Required work:
A. Answer these questions using the Alan Balfour biography.
(i) At which college was Balfour formerly dean?
(ii) From which school, and in what year, did he receive his diploma in architecture?
(iii) During which years was he a research associate and lecturer at MIT?
B. Transcribe the Alan Balfour biography word for word, starting at "Alan Balfour (born" and ending at "professor at Georgia Tech.".
C. Pick up the Alan Balfour biography after its final sentence and write how it continues.

Alan Balfour (born 1939 in Edinburgh, Scotland) is the former dean of the Georgia Tech College of Architecture. He has also held research and/or faculty positions at MIT, Rice University, Architectural Association School of Architecture, and Rensselaer Polytechnic Institute, and was instrumental in establishing the master's degree program in architecture at Georgia Tech.

Biography
Balfour received a diploma in architecture from the Edinburgh College of Art in 1961, and was a Fulbright Scholar at Princeton University, where he received a Master of Fine Arts degree in architecture in 1965. In 1974 Balfour became a research associate and lecturer at MIT, a position he held until 1978, when he became a professor at Georgia Tech.

Stored data:
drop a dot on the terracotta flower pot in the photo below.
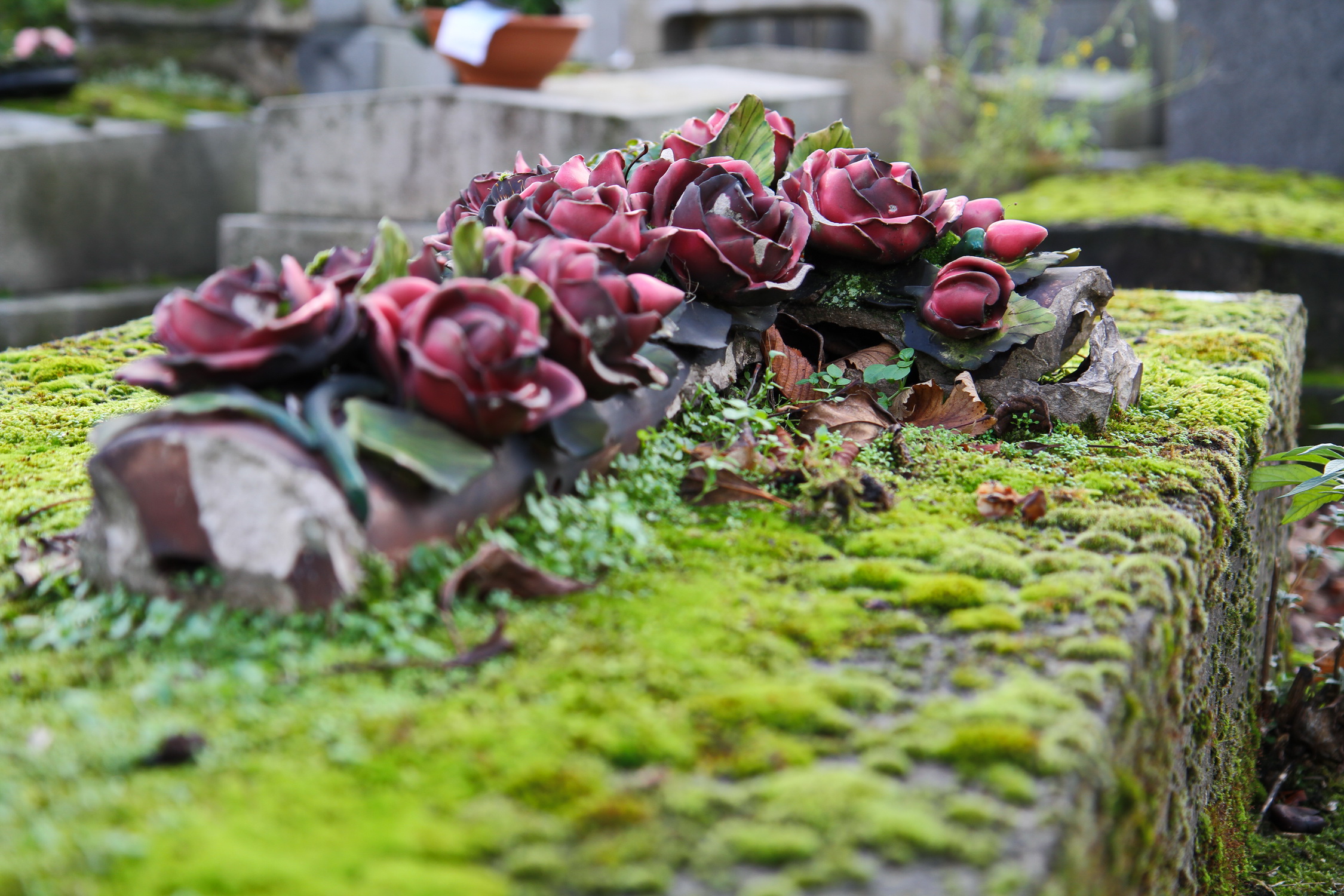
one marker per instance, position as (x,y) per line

The results:
A.
(i) The Georgia Tech College of Architecture.
(ii) The Edinburgh College of Art, in 1961.
(iii) From 1974 until 1978.

B.
Alan Balfour (born 1939 in Edinburgh, Scotland) is the former dean of the Georgia Tech College of Architecture. He has also held research and/or faculty positions at MIT, Rice University, Architectural Association School of Architecture, and Rensselaer Polytechnic Institute, and was instrumental in establishing the master's degree program in architecture at Georgia Tech.

Biography
Balfour received a diploma in architecture from the Edinburgh College of Art in 1961, and was a Fulbright Scholar at Princeton University, where he received a Master of Fine Arts degree in architecture in 1965. In 1974 Balfour became a research associate and lecturer at MIT, a position he held until 1978, when he became a professor at Georgia Tech.

C.
While at Georgia Tech Balfour was instrumental in establishing the master's degree program in architecture in 1980. He left Georgia Tech in 1988 and served as professor and dean of the Rice University School of Architecture from 1989–1991, as chairman of the Architectural Association School of Architecture from 1991–1995, and as professor and dean of the Rensselaer Polytechnic Institute School of Architecture from 1995–2008, before returning to Georgia Tech.  He was Dean of the College of Architecture from 2008 - 2013, and is now a professor.

Political positions
Architectural historian Denis R. McNamara called Balfour's "disdain for Christianity" in his 2012 book Solomon's Temple: Myth, Conflict, and Faith, "disturbing."  Balfour describes the replacement of pagan religions by Christianity as a process that “greatly diminished the richness of earthly, lived experience.”

Select bibliography 
Solomon's Temple: Myth, Conflict, and Faith 2012

Creating a Scottish Parliament, (with David McCrone) Finley Brown, Edinburgh, 2005.
Shanghai: World City, Academy Editions/J. Wiley and Son, New York, 2002
New York: World City, Academy Editions/J. Wiley and Son, New York, 2001
Berlin: World City, Academy Editions London, and Ernst & Sohn, Berlin, 1995.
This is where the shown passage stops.